■ DATA IN THIS EXERCISE ■
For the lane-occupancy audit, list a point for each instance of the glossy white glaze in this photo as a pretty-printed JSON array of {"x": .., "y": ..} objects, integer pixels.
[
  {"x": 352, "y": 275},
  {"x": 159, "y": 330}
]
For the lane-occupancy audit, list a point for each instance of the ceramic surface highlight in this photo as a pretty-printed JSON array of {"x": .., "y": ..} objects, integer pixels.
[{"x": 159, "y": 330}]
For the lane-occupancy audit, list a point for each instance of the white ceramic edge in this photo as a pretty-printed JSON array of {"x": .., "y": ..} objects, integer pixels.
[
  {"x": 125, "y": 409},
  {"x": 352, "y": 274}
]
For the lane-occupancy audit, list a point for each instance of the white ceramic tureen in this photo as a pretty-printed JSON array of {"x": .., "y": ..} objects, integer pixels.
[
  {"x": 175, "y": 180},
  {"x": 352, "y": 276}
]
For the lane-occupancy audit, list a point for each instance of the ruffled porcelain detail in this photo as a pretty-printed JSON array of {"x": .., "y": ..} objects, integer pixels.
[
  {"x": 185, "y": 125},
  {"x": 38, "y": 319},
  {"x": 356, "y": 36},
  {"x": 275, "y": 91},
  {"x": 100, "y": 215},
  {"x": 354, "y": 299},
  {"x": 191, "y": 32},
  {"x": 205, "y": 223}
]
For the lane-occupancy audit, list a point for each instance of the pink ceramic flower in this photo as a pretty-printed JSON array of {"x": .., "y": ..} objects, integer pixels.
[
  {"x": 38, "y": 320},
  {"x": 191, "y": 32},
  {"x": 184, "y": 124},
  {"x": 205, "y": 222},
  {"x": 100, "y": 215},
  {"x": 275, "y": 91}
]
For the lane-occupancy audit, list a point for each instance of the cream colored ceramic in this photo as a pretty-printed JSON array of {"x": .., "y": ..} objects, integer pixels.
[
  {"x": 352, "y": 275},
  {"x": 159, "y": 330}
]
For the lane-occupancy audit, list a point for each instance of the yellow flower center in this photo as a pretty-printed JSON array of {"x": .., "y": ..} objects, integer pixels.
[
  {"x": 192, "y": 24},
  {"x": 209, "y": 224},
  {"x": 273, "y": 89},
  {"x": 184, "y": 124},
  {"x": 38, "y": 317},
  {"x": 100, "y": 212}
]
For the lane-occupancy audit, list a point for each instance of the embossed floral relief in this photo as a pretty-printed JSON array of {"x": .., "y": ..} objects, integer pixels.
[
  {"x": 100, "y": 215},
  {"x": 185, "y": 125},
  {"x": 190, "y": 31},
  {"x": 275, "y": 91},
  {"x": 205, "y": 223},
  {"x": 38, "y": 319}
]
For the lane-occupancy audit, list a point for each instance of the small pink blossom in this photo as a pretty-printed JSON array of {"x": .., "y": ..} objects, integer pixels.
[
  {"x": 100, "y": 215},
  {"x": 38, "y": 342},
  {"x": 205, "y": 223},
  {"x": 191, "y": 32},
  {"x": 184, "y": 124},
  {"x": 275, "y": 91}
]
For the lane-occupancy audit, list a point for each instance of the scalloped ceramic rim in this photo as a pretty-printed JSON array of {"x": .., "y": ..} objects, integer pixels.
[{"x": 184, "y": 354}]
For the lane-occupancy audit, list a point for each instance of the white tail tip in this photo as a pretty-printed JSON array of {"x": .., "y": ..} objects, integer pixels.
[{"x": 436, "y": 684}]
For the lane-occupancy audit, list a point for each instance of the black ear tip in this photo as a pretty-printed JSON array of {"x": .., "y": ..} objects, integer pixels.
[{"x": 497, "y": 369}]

■ WHAT YOU ARE ASKED TO DO ■
Render the lines of every item above as a Markdown table with two columns, No. and Line, one numbered row per line and no rows for blank lines.

■ THE RESULT ■
| No. | Line |
|---|---|
| 1 | For the lane-occupancy audit, list a point for each instance of the glossy white glaze in this photo as a pretty-printed JSON array of {"x": .., "y": ..} objects, integer pixels. |
| 2 | [ |
| 3 |   {"x": 352, "y": 275}, |
| 4 |   {"x": 159, "y": 330} |
| 5 | ] |
| 6 | For the lane-occupancy audit, list a point for each instance of the ceramic surface highlight in this photo as a pretty-printed JSON array of {"x": .., "y": ..} objects, integer pixels. |
| 7 | [{"x": 159, "y": 330}] |
| 8 | For the lane-occupancy audit, list a point for each instance of the white ceramic edge in this photo as a pretty-printed JSON array of {"x": .., "y": ..} objects, integer pixels. |
| 9 | [ |
| 10 |   {"x": 125, "y": 409}, |
| 11 |   {"x": 352, "y": 274} |
| 12 | ] |
| 13 | For the lane-occupancy audit, list a point for each instance of the white ceramic tureen in this photo as a pretty-printed JSON array of {"x": .., "y": ..} objects, integer pixels. |
| 14 | [ |
| 15 |   {"x": 175, "y": 180}, |
| 16 |   {"x": 352, "y": 276} |
| 17 | ] |
| 18 | For the lane-occupancy audit, list a point for each instance of the ruffled porcelain detail in this photo as a pretty-printed JSON array of {"x": .., "y": ..} objects, integer pixels. |
| 19 | [ |
| 20 |   {"x": 185, "y": 125}, |
| 21 |   {"x": 38, "y": 319}, |
| 22 |   {"x": 356, "y": 36}, |
| 23 |   {"x": 275, "y": 91}, |
| 24 |   {"x": 100, "y": 215}, |
| 25 |   {"x": 354, "y": 299}, |
| 26 |   {"x": 191, "y": 32}, |
| 27 |   {"x": 205, "y": 223} |
| 28 | ] |
| 29 | For the lane-occupancy audit, list a point for each instance of the pink ceramic flower in this photo as a pretty-printed JSON array of {"x": .., "y": ..} objects, integer pixels. |
| 30 | [ |
| 31 |   {"x": 38, "y": 320}, |
| 32 |   {"x": 191, "y": 32}, |
| 33 |   {"x": 184, "y": 124}, |
| 34 |   {"x": 205, "y": 222}, |
| 35 |   {"x": 100, "y": 215}, |
| 36 |   {"x": 275, "y": 91} |
| 37 | ] |
| 38 | For the lane-occupancy audit, list a point for each instance of the cream colored ceramic in this photo as a pretty-printed JSON array of {"x": .., "y": ..} objects, integer pixels. |
| 39 | [ |
| 40 |   {"x": 352, "y": 275}, |
| 41 |   {"x": 159, "y": 330} |
| 42 | ] |
| 43 | For the lane-occupancy audit, list a point for each instance of the yellow flower center in this photo as a pretty-printed JSON array of {"x": .., "y": ..} objects, integer pixels. |
| 44 | [ |
| 45 |   {"x": 192, "y": 24}, |
| 46 |   {"x": 209, "y": 224}, |
| 47 |   {"x": 273, "y": 89}, |
| 48 |   {"x": 184, "y": 124}, |
| 49 |   {"x": 38, "y": 317}, |
| 50 |   {"x": 100, "y": 212} |
| 51 | ] |
| 52 | For the lane-occupancy audit, list a point for each instance of the embossed floral relief in this photo as a pretty-printed JSON array of {"x": .., "y": ..} objects, integer pixels. |
| 53 | [ |
| 54 |   {"x": 100, "y": 215}, |
| 55 |   {"x": 185, "y": 125}, |
| 56 |   {"x": 190, "y": 31}, |
| 57 |   {"x": 275, "y": 91}, |
| 58 |   {"x": 205, "y": 223}, |
| 59 |   {"x": 38, "y": 319} |
| 60 | ] |
| 61 | For the lane-occupancy audit, list a point for each instance of the small pink blossom in this photo as a pretty-printed JSON array of {"x": .., "y": ..} objects, integer pixels. |
| 62 | [ |
| 63 |   {"x": 100, "y": 215}, |
| 64 |   {"x": 38, "y": 342}, |
| 65 |   {"x": 205, "y": 223}, |
| 66 |   {"x": 191, "y": 32}, |
| 67 |   {"x": 184, "y": 124}, |
| 68 |   {"x": 275, "y": 91} |
| 69 | ] |
| 70 | For the lane-occupancy audit, list a point for each instance of the scalloped ceramic rim in this photo as a pretty-printed JSON array of {"x": .., "y": ..} objects, integer pixels. |
| 71 | [{"x": 184, "y": 354}] |
| 72 | For the lane-occupancy audit, list a point for each instance of the white tail tip in this photo as a pretty-printed JSON array of {"x": .., "y": ..} objects, integer pixels. |
| 73 | [{"x": 436, "y": 684}] |
| 74 | For the lane-occupancy audit, list a point for each instance of the black ear tip in this photo as a pretty-printed JSON array of {"x": .., "y": ..} objects, integer pixels. |
| 75 | [{"x": 497, "y": 369}] |